DATASET:
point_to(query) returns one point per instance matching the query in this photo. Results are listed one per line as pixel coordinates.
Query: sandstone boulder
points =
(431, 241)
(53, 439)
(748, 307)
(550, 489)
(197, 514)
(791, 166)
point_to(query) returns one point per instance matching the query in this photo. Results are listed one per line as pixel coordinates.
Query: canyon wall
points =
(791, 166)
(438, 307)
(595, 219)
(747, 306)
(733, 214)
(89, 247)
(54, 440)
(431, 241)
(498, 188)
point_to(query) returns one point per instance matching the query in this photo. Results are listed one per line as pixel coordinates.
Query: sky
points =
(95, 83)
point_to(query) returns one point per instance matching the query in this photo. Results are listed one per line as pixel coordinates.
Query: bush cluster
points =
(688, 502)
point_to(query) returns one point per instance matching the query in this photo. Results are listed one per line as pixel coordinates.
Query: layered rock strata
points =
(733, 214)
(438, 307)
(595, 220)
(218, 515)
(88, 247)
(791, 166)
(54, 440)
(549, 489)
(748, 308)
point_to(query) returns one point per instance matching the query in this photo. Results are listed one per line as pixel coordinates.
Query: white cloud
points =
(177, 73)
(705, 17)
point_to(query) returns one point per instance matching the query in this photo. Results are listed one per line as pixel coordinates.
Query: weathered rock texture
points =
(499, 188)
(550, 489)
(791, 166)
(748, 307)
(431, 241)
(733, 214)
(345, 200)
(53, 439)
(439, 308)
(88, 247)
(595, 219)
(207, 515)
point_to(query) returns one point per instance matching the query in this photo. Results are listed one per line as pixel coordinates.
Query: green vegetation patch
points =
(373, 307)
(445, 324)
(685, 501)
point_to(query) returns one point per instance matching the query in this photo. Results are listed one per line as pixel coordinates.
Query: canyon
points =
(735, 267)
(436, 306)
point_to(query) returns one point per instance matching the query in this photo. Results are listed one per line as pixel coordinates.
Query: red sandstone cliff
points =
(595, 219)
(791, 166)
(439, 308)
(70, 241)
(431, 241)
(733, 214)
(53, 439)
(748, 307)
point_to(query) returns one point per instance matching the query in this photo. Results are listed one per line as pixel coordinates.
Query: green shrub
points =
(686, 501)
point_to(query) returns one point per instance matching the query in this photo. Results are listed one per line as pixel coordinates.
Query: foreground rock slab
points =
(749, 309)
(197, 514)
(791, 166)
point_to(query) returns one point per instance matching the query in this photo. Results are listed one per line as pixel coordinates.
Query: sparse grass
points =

ABOUT THIS EXERCISE: Please print the whole of the material verbatim.

ANSWER TO THE EXERCISE:
point_to(query) returns one point per instance matching the query in this photo. Results are listed one per line as pixel coordinates.
Query: sandstone boulder
points =
(431, 241)
(53, 439)
(748, 307)
(550, 489)
(197, 514)
(791, 166)
point_to(query) returns one point per instance matching the query in this photo. Results are listed one per line as pixel coordinates.
Query: canyon wall
points =
(791, 166)
(438, 307)
(595, 219)
(747, 306)
(733, 214)
(89, 247)
(54, 440)
(431, 241)
(498, 188)
point_to(query) returns one point per instance matching the query in this photo. Results are listed one per line as pixel coordinates.
Query: sky
points =
(95, 83)
point_to(query) returns one point per instance matching the query in this photo. Results are listed one per line as pixel coordinates.
Query: bush cluster
points =
(688, 502)
point_to(query) returns one point per instance matching the query in this photo. Results are listed one per line as pixel coordinates.
Query: layered rock strata
points =
(733, 214)
(438, 307)
(595, 220)
(218, 515)
(88, 247)
(791, 166)
(54, 440)
(549, 489)
(748, 308)
point_to(query) returns one point per instance matching the query in this photo. Results are listed one per line as pixel coordinates.
Query: white cloud
points =
(177, 73)
(705, 17)
point_to(query) returns one point per instance matching the query in this photo. Results are listed one per line as pixel coordinates.
Query: weathered rock texture
points =
(499, 188)
(550, 489)
(791, 166)
(748, 307)
(431, 241)
(733, 214)
(345, 200)
(53, 439)
(439, 308)
(88, 247)
(595, 219)
(207, 515)
point_to(query) returns one point per instance matching the query in this photo. Results are listed one per line as pixel coordinates.
Query: green vegetation patch
points =
(373, 307)
(445, 324)
(685, 501)
point_to(query) returns one point per instance matching the query in this photo. Results are listed one per line as pixel coordinates.
Query: canyon
points =
(735, 267)
(436, 306)
point_to(query) returns one point per instance matching the query in this photo. Results are listed one per line as pixel coordinates.
Query: red sandstone cliff
points =
(595, 219)
(791, 166)
(439, 308)
(70, 241)
(431, 241)
(733, 214)
(53, 439)
(748, 307)
point_to(query) returns one point per instance matching the query in this photo. Results are listed one per line as pixel coordinates.
Query: green shrub
points =
(686, 501)
point_to(query) returns one point per instance matching the query in this photo. Results are listed one per line as pixel coordinates.
Query: foreground rock slab
points =
(749, 309)
(197, 514)
(791, 166)
point_to(query) returns one point per instance matching the query in this photo. Results are listed one per line as pixel coordinates.
Query: sparse grass
points =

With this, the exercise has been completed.